» **Exercises to complete**
1. In the kernfs user xattr patch, what initial limit does it place on user xattrs per cgroup?
2. Which files does the kernfs user xattr patch modify, according to its diffstat?
3. Carry on with the kernfs user xattr patch, starting right after its last shown line.

» **Selected text**
▼
[PATCH v3 3/4] kernfs: Add option to enable user xattrs

From: Daniel Xu
Date: Thu Mar 12 2020 - 16:03:50 EST


User extended attributes are useful as metadata storage for kernfs
consumers like cgroups. Especially in the case of cgroups, it is useful
to have a central metadata store that multiple processes/services can
use to coordinate actions.

A concrete example is for userspace out of memory killers. We want to
let delegated cgroup subtree owners (running as non-root) to be able to
say "please avoid killing this cgroup". This is especially important for
desktop linux as delegated subtrees owners are less likely to run as
root.

This patch introduces a new flag, KERNFS_ROOT_SUPPORT_USER_XATTR, that
lets kernfs consumers enable user xattr support. An initial limit of 128
entries or 128KB -- whichever is hit first -- is placed per cgroup
because xattrs come from kernel memory and we don't want to let
unprivileged users accidentally eat up too much kernel memory.

Signed-off-by: Daniel Xu <dxu@xxxxxxxxx>
---
fs/kernfs/inode.c | 89 +++++++++++++++++++++++++++++++++++++
fs/kernfs/kernfs-internal.h | 2 +
include/linux/kernfs.h | 11 ++++-
3 files changed, 100 insertions(+), 2 deletions(-)

diff --git a/fs/kernfs/inode.c b/fs/kernfs/inode.c
index 5f10ae95fbfa..fc2469a20fed 100644
--- a/fs/kernfs/inode.c
+++ b/fs/kernfs/inode.c
@@ -53,6 +53,8 @@ static struct kernfs_iattrs *__kernfs_iattrs(struct kernfs_node *kn, int alloc)
kn->iattr->ia_ctime = kn->iattr->ia_atime;

simple_xattrs_init(&kn->iattr->xattrs);
+ atomic_set(&kn->iattr->nr_user_xattrs, 0);
+ atomic_set(&kn->iattr->user_xattr_size, 0);
out_unlock:
ret = kn->iattr;
mutex_unlock(&iattr_mutex);
@@ -327,6 +329,86 @@ static int kernfs_vfs_xattr_set(const struct xattr_handler *handler,
return kernfs_xattr_set(kn, name, value, size, flags);
}

+static int kernfs_vfs_user_xattr_add(struct kernfs_node *kn,
+ const char *full_name,
+ struct simple_xattrs *xattrs,
+ const void *value, size_t size, int flags)
▲
» **Material provided**
▼
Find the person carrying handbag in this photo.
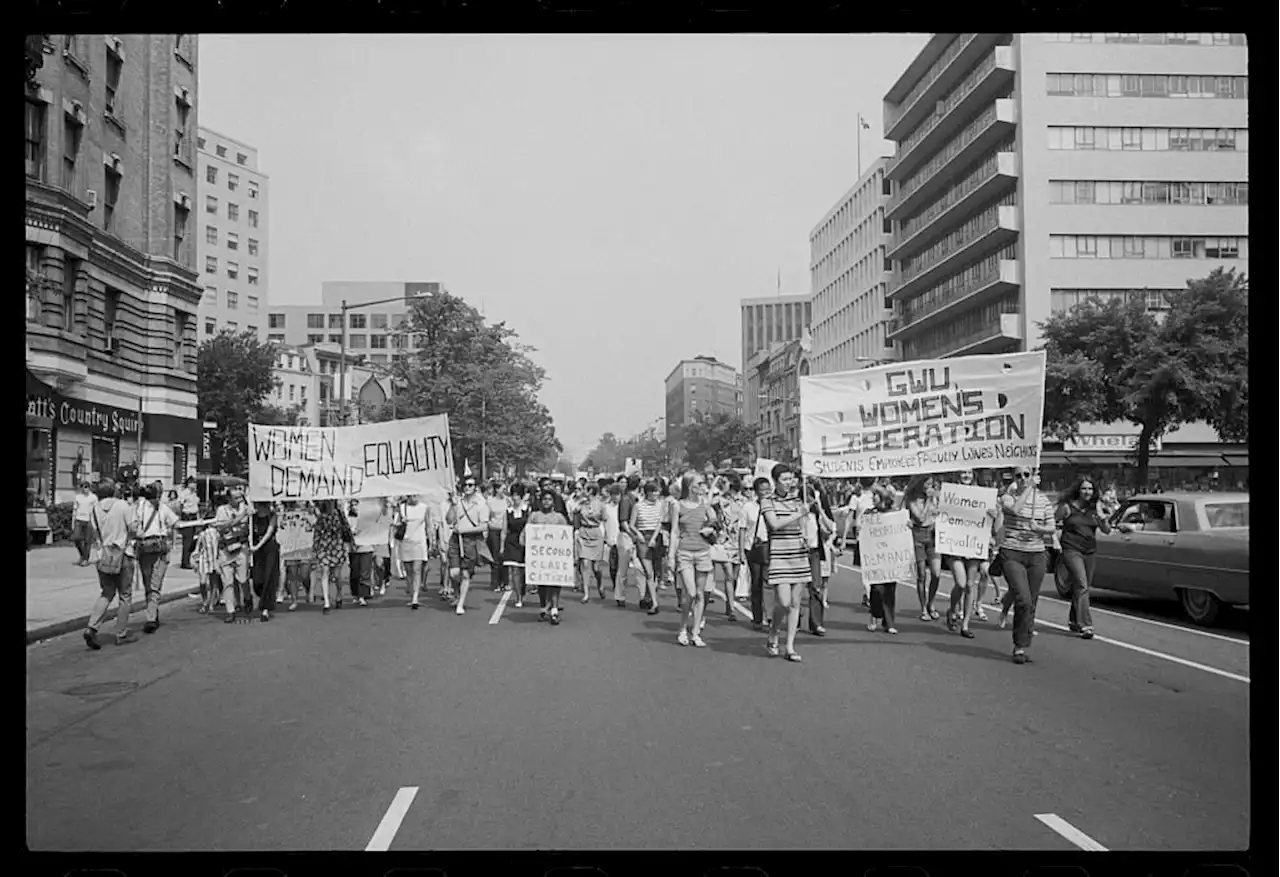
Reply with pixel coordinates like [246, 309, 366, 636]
[84, 479, 137, 652]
▲
» **Task-by-task answers**
1. 128 entries or 128KB, whichever is hit first.

2. fs/kernfs/inode.c, fs/kernfs/kernfs-internal.h, include/linux/kernfs.h

3.
+{
+ atomic_t *sz = &kn->iattr->user_xattr_size;
+ atomic_t *nr = &kn->iattr->nr_user_xattrs;
+ ssize_t removed_size;
+ int ret;
+
+ if (atomic_inc_return(nr) > KERNFS_MAX_USER_XATTRS) {
+ ret = -ENOSPC;
+ goto dec_count_out;
+ }
+
+ if (atomic_add_return(size, sz) > KERNFS_USER_XATTR_SIZE_LIMIT) {
+ ret = -ENOSPC;
+ goto dec_size_out;
+ }
+
+ ret = simple_xattr_set(xattrs, full_name, value, size, flags,
+ &removed_size);
+
+ if (!ret && removed_size >= 0)
+ size = removed_size;
+ else if (!ret)
+ return 0;
+dec_size_out:
+ atomic_sub(size, sz);
+dec_count_out:
+ atomic_dec(nr);
+ return ret;
+}
+
+static int kernfs_vfs_user_xattr_rm(struct kernfs_node *kn,
+ const char *full_name,
+ struct simple_xattrs *xattrs,
+ const void *value, size_t size, int flags)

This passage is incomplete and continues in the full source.